Return the listing below word for word.

• • •

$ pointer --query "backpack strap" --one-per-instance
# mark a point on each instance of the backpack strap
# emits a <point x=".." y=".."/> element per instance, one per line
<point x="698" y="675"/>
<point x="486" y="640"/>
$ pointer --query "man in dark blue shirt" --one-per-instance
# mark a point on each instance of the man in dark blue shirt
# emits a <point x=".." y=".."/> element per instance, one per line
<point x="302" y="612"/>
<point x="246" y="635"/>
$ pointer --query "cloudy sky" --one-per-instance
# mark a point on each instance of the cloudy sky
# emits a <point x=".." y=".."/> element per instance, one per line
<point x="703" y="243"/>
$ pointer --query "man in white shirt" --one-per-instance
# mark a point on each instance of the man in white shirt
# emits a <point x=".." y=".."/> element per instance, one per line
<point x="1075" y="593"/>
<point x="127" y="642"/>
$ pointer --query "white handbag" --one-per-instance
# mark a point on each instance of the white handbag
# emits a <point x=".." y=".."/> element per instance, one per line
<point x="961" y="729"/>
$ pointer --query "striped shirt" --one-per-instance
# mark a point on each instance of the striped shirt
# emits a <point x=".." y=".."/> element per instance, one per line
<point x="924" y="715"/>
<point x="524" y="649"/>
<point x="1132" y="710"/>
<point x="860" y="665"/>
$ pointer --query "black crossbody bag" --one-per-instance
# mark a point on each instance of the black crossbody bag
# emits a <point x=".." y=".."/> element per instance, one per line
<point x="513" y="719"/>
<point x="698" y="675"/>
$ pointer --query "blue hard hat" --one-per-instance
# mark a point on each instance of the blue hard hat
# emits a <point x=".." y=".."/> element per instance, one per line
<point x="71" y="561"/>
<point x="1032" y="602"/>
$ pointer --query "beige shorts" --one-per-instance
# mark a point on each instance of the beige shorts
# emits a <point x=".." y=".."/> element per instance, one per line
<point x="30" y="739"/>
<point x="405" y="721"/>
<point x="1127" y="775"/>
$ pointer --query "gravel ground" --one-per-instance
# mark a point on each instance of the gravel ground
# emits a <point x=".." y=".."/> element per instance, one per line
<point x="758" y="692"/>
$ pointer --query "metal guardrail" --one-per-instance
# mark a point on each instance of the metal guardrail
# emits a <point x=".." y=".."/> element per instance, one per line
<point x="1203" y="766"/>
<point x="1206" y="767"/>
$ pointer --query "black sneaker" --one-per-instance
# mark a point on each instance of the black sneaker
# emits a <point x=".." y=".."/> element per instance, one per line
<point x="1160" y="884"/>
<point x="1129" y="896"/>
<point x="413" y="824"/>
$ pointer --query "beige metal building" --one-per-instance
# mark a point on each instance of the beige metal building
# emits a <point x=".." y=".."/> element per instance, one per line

• • •

▶ **Problem solution**:
$ pointer --query "backpack strap" --one-per-instance
# mark a point on each instance of the backpack strap
# emits a <point x=".." y=".."/> element per instance, one per line
<point x="698" y="675"/>
<point x="486" y="640"/>
$ pointer --query "man in dark blue shirt" --one-per-instance
# mark a point on each instance of the man in dark blue shirt
# emits a <point x=".." y=".."/> element per instance, one per line
<point x="302" y="612"/>
<point x="246" y="635"/>
$ pointer --query "cloudy sky" --one-per-instance
# mark a point on each instance of the cloudy sky
# emits a <point x=".." y=".."/> element per instance, one per line
<point x="703" y="243"/>
$ pointer --query "man in white shirt" --one-per-instance
# mark a point on each instance of the man in white shirt
# emits a <point x=".." y=".."/> element per instance, one per line
<point x="1075" y="593"/>
<point x="127" y="642"/>
$ pointer --query "white handbag" --one-per-instance
# mark a point on each instance of the white handbag
# emits a <point x=".." y=".."/> element per instance, one per line
<point x="961" y="729"/>
$ pointer --query "striped shirt" --one-per-instance
# mark a point on each instance of the striped shirt
# emits a <point x=".." y=".."/> element per instance, one per line
<point x="924" y="715"/>
<point x="524" y="649"/>
<point x="1132" y="710"/>
<point x="860" y="665"/>
$ pointer --query "black crossbody bag" --one-per-instance
# mark a point on each instance of the black crossbody bag
# emits a <point x=".." y=".."/> element per instance, one per line
<point x="513" y="719"/>
<point x="698" y="675"/>
$ pointer --query "blue hard hat" --one-per-instance
# mark a point on each instance of the blue hard hat
# emits a <point x=".." y=".."/> element per instance, one per line
<point x="71" y="561"/>
<point x="1032" y="602"/>
$ pointer --query "beige shorts" --one-per-instance
# mark a point on each instance of the beige shorts
# emits a <point x=".." y=".."/> element per instance, one per line
<point x="30" y="739"/>
<point x="405" y="721"/>
<point x="1127" y="775"/>
$ pointer --query "gravel ground" --one-per-instance
# mark a point on each instance of the gravel ground
# emits a <point x=".." y=".."/> element per instance, one per line
<point x="758" y="692"/>
$ pointer --query "metal guardrail" --one-per-instance
# mark a point on each instance of the metal guardrail
# emits a <point x=".." y=".."/> element per instance, one per line
<point x="1203" y="766"/>
<point x="1206" y="767"/>
$ pointer --query "black sneaker" --one-per-instance
# mark a point on each instance of the black sneaker
# emits a <point x=".." y=".."/> element per instance, one per line
<point x="1160" y="884"/>
<point x="1129" y="896"/>
<point x="413" y="824"/>
$ pointer --query "beige metal building" --one-per-instance
# mark a point on each instance of the beige metal building
# emits a <point x=".." y=".."/> element per instance, one per line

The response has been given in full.